- **Data for this task**:
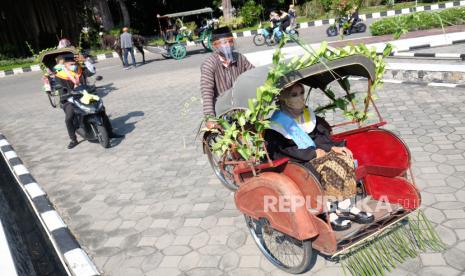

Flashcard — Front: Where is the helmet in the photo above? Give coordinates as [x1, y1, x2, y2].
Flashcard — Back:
[58, 38, 72, 49]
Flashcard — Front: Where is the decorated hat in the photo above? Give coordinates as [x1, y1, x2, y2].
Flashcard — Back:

- **Problem to solve**: Look for the string "Give" in the listing above and copy every line holding it.

- **Output for this exercise**:
Flashcard — Front: Where is the helmet in the photo above? Give coordinates as [x1, y1, x2, y2].
Flashcard — Front: Where is the decorated hat in the photo above? Give coordinates as [x1, y1, x2, y2].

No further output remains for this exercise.